**OBJETIVOS**:
A. Cita textualmente el pasaje del fragmento sobre Enrique Olvera que comienza en las palabras “A sus cuarenta” y termina después de “y Nueva York.”.
B. Escribe una continuación del perfil del chef Enrique Olvera a partir de su última oración.

====== FRAGMENTO DE TEXTO ======

A sus cuarenta años, Olvera ha recibido decenas de prestigiosos reconocimientos, entre ellos, los otorgados por The Diners Club, The New York Times y Bon Appétit. Es chef propietario de nueve restaurantes: Pujol, Cosme, Manta, Moxi, Mr. Buns y Eno (cuatro loncherías de barrio). Enrique y su equipo atienden a más de mil personas al día en la Ciudad de México, San Miguel de Allende, Los Cabos y Nueva York.
Nos sentamos en una de las largas mesas comunales de Cosme y me ofrece un café. Sé, por otras entrevistas que ha dado, que bebe alrededor de diez cafés al día y que le gusta probar granos distintos. “Es café normalito, de cafetera, ¿está bien?”, me pregunta y yo asiento, me reconforta no estar frente a una de esas personas que no beben más que expresos con chasers de agua burbujeante. Estoy a punto de ponerle azúcar a mi café pero recuerdo que Enrique la detesta, dice que es más peligrosa que la cocaína y que debería estar prohibida, así que me abstengo y pruebo el café (delicioso, no necesita ser endulzado) mientras él da indicaciones a su personal.
Enrique Olvera nació en 1976 en la colonia Del Valle de la Ciudad de México, “clase media normalita”, dice él, cuando le iba bien en la escuela su mamá lo premiaba con esquites y conchas de vainilla. “Mi infancia fue de bicicleta y de salir a atrapar chapulines al cerro”, responde cuando le pregunto sobre su vida en Querétaro, ciudad a donde su familia se mudó cuando Enrique tenía diez años. Sus abuelos paternos fueron panaderos, su abuela tenía una panadería en la Ciudad de México y su abuelo, una en Zihuatanejo. Enrique pasaba los veranos en la playa y trabajaba en la panadería.

====== EXTRACTO DE DATOS ======

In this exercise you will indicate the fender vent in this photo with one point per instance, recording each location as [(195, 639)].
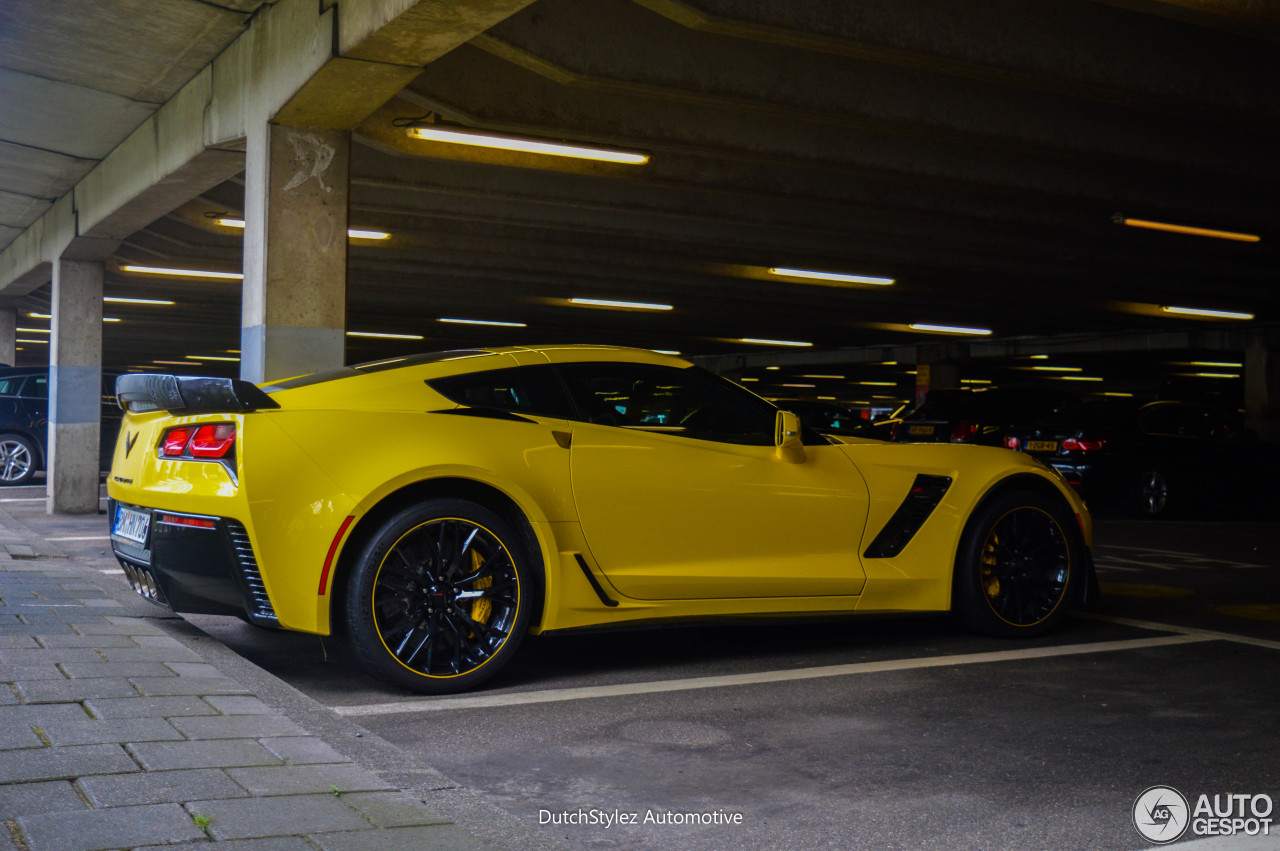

======

**RESULTADOS**:
A.
A sus cuarenta años, Olvera ha recibido decenas de prestigiosos reconocimientos, entre ellos, los otorgados por The Diners Club, The New York Times y Bon Appétit. Es chef propietario de nueve restaurantes: Pujol, Cosme, Manta, Moxi, Mr. Buns y Eno (cuatro loncherías de barrio). Enrique y su equipo atienden a más de mil personas al día en la Ciudad de México, San Miguel de Allende, Los Cabos y Nueva York.

B.
“Mi hermano se quedaba cobrando en el mostrador pero a mí me encantaba irme a la parte de atrás, que parecía un calabozo, había aserrín en el piso, estaba cochambroso, pero ahí es donde ocurría la magia: la masa se convertía en pan. Y a la fecha, lo que más me gusta de la cocina es la parte de la transformación del ingrediente, me parece increíble”, dice Enrique y sonríe.
En una de las escenas de Chef’s Table, serie de Netflix que retrata el trabajo y la vida de los mejores cocineros del mundo, Olvera aparece en la cocina de su casa haciendo tortillas de masa con sus dos hijos más pequeños. Dice que oler las manos impregnadas de masa de sus hijos cuando le tocan la cara lo llena de felicidad. Esa fascinación por la materia prima de los alimentos es lo que distingue a los grandes chefs, todo buen cocinero tiene algo de alquimista.
—¿En tu casa te celebraban que te gustara la cocina?
—No me lo celebraban, pero tampoco me sacaban de la cocina. Como somos dos niños y mi hermano nunca le ayudó a mi mamá, a ella le convenía que yo le ayudara. Era también un tema de compañía. Yo creo que mi jefa no tenía ni idea, ni miedo de que me convirtiera en cocinero porque no era una opción, la gente no decía: “Aguas porque este güey me va a salir chef”.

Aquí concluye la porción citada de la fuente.